*Goal of the exercise:*
Reproduce the following article about Tim Neff's retirement from teaching word for word, in full.
══ Text section ══
Neff’s 33 years spent building better students
At the age of 25, Tim Neff was at a crossroads.
A former National Merit Scholarship Finalist then working a “dead end job,” Neff saw the different branches of opportunities ahead of him, but could not make a choice.
“I decided it was time to make a decision,” he said. “I looked at the teachers and coaches I’d had that were influences on me as a young man, and decided if I could be that influence for other people then that would go a ways in paying back what they gave to me.”
Neff is retiring this month after 33 years of teaching, 25 spent in the Whitefish School District.
In his time at Whitefish, he’s taught math and coached wrestling at the high school, most recently coaching alongside son and Bulldogs head coach Danny Neff.
Originally from Plentywood, Neff graduated from Whitefish School District and Montana State University on the way to becoming a teacher.
In his time at the front of the classroom, Neff said the students have always been the best part.
“It doesn’t matter what I’m teaching, whether it’s a freshman class or seniors, football or the wrestling team. It’s establishing rapport with the students, and everyday is a new adventure,” Neff said.
Since returning to Whitefish in 1995, Neff said new technologies and the ways they’ve been integrated in the classroom have been the biggest changes for his daily life.
“The advent of smartphones and connectivity lead to a bit of a disengaged situation with students — they have so much at their fingertips, instantaneous feedback with nearly anything they do. I’ve had to adjust with the times,” he said.
The tech divide has been most evident in his final year, he said, which has seen a sudden shift to remote learning caused by the closures of Montana schools in an effort to slow the spread of the coronavirus. Whitefish Schools closed in mid-March in accordance with a directive from Gov. Steve Bullock.
═══
══ Source material ══
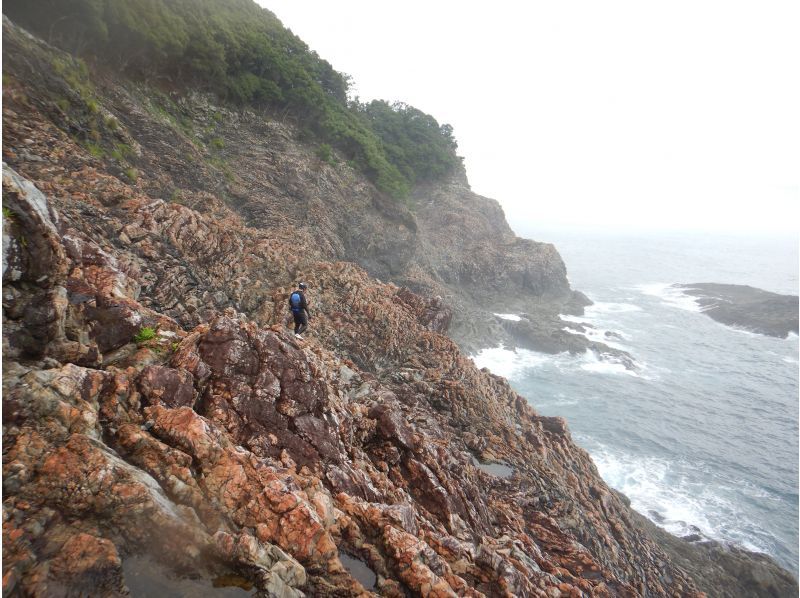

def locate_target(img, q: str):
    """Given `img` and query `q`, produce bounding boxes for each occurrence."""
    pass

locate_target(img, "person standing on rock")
[289,282,311,339]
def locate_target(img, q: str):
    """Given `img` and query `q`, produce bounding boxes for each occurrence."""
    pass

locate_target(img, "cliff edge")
[3,14,796,597]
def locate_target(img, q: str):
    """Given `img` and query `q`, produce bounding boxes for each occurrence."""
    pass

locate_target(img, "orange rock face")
[3,16,788,597]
═══
*Response:*
Neff’s 33 years spent building better students
At the age of 25, Tim Neff was at a crossroads.
A former National Merit Scholarship Finalist then working a “dead end job,” Neff saw the different branches of opportunities ahead of him, but could not make a choice.
“I decided it was time to make a decision,” he said. “I looked at the teachers and coaches I’d had that were influences on me as a young man, and decided if I could be that influence for other people then that would go a ways in paying back what they gave to me.”
Neff is retiring this month after 33 years of teaching, 25 spent in the Whitefish School District.
In his time at Whitefish, he’s taught math and coached wrestling at the high school, most recently coaching alongside son and Bulldogs head coach Danny Neff.
Originally from Plentywood, Neff graduated from Whitefish School District and Montana State University on the way to becoming a teacher.
In his time at the front of the classroom, Neff said the students have always been the best part.
“It doesn’t matter what I’m teaching, whether it’s a freshman class or seniors, football or the wrestling team. It’s establishing rapport with the students, and everyday is a new adventure,” Neff said.
Since returning to Whitefish in 1995, Neff said new technologies and the ways they’ve been integrated in the classroom have been the biggest changes for his daily life.
“The advent of smartphones and connectivity lead to a bit of a disengaged situation with students — they have so much at their fingertips, instantaneous feedback with nearly anything they do. I’ve had to adjust with the times,” he said.
The tech divide has been most evident in his final year, he said, which has seen a sudden shift to remote learning caused by the closures of Montana schools in an effort to slow the spread of the coronavirus. Whitefish Schools closed in mid-March in accordance with a directive from Gov. Steve Bullock.